= Provided records =

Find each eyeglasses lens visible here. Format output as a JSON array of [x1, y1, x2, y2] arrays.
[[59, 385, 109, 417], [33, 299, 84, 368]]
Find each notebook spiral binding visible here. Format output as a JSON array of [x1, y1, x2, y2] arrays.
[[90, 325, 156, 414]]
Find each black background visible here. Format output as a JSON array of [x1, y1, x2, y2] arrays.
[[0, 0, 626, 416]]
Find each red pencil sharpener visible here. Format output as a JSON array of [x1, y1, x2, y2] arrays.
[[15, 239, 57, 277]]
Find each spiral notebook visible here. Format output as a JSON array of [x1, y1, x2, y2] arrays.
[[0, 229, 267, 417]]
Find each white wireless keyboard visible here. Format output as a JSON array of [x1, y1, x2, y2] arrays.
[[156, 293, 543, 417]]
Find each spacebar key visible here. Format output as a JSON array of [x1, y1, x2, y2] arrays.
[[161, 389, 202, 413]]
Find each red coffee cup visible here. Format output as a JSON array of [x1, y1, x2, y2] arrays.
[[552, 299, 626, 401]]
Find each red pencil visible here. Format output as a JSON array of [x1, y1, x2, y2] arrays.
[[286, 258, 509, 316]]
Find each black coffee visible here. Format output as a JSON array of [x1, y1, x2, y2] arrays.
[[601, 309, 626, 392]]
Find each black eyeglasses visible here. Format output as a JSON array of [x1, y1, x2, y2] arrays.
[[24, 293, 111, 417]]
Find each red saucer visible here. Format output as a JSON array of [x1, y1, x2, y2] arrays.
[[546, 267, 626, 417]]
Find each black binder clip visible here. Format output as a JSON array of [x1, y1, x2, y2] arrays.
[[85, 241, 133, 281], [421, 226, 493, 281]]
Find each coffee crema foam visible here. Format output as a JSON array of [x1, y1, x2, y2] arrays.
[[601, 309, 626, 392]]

= Problem =
Return every line of the listing above unchanged and in its original order.

= Worked solution =
Find each eyeglasses lens visible here. Format output as a JSON array of [x1, y1, x2, y2] arrays.
[[59, 385, 109, 417], [33, 299, 84, 368]]
Find each notebook spiral binding visible here. Format output as a JSON array of [x1, y1, x2, y2] arrays.
[[90, 325, 156, 414]]
Find each black background visible here. Format output as a JSON array of [x1, y1, x2, y2] arrays.
[[0, 0, 626, 416]]
Find each red pencil sharpener visible here. Format output as a JSON array of [x1, y1, x2, y2] arrays.
[[15, 239, 57, 277]]
Find each spiral notebook visible here. Format output as a JSON array of [x1, y1, x2, y2] arrays.
[[0, 229, 267, 417]]
Find each white wireless keyboard visible here. Format output as a JSON array of [x1, y1, x2, y2] arrays.
[[156, 293, 543, 417]]
Find each spacebar key visible here. Format output as a JSON array of [x1, y1, x2, y2] arrays.
[[161, 389, 202, 413]]
Find each red coffee cup visible here. Format output as a JSON array of [x1, y1, x2, y2] arrays.
[[552, 299, 626, 401]]
Find each red pencil visible here. Format output as a JSON array of [x1, y1, x2, y2] arrays.
[[286, 258, 509, 316]]
Find each black coffee visible here. Format output as a JSON array of [x1, y1, x2, y2] arrays.
[[601, 309, 626, 392]]
Find each black eyeglasses visible here. Format output as a JSON array of [x1, y1, x2, y2] arrays.
[[24, 293, 111, 417]]
Find each red saucer visible here. Format output as a JSON array of [x1, y1, x2, y2] arrays.
[[546, 267, 626, 417]]
Find each black binder clip visible here. Format output as a JSON array of [x1, y1, x2, y2] arrays.
[[85, 241, 133, 281], [421, 226, 493, 281]]
Find each coffee crema foam visible here. Format output as a JSON array of [x1, y1, x2, y2] arrays.
[[601, 309, 626, 392]]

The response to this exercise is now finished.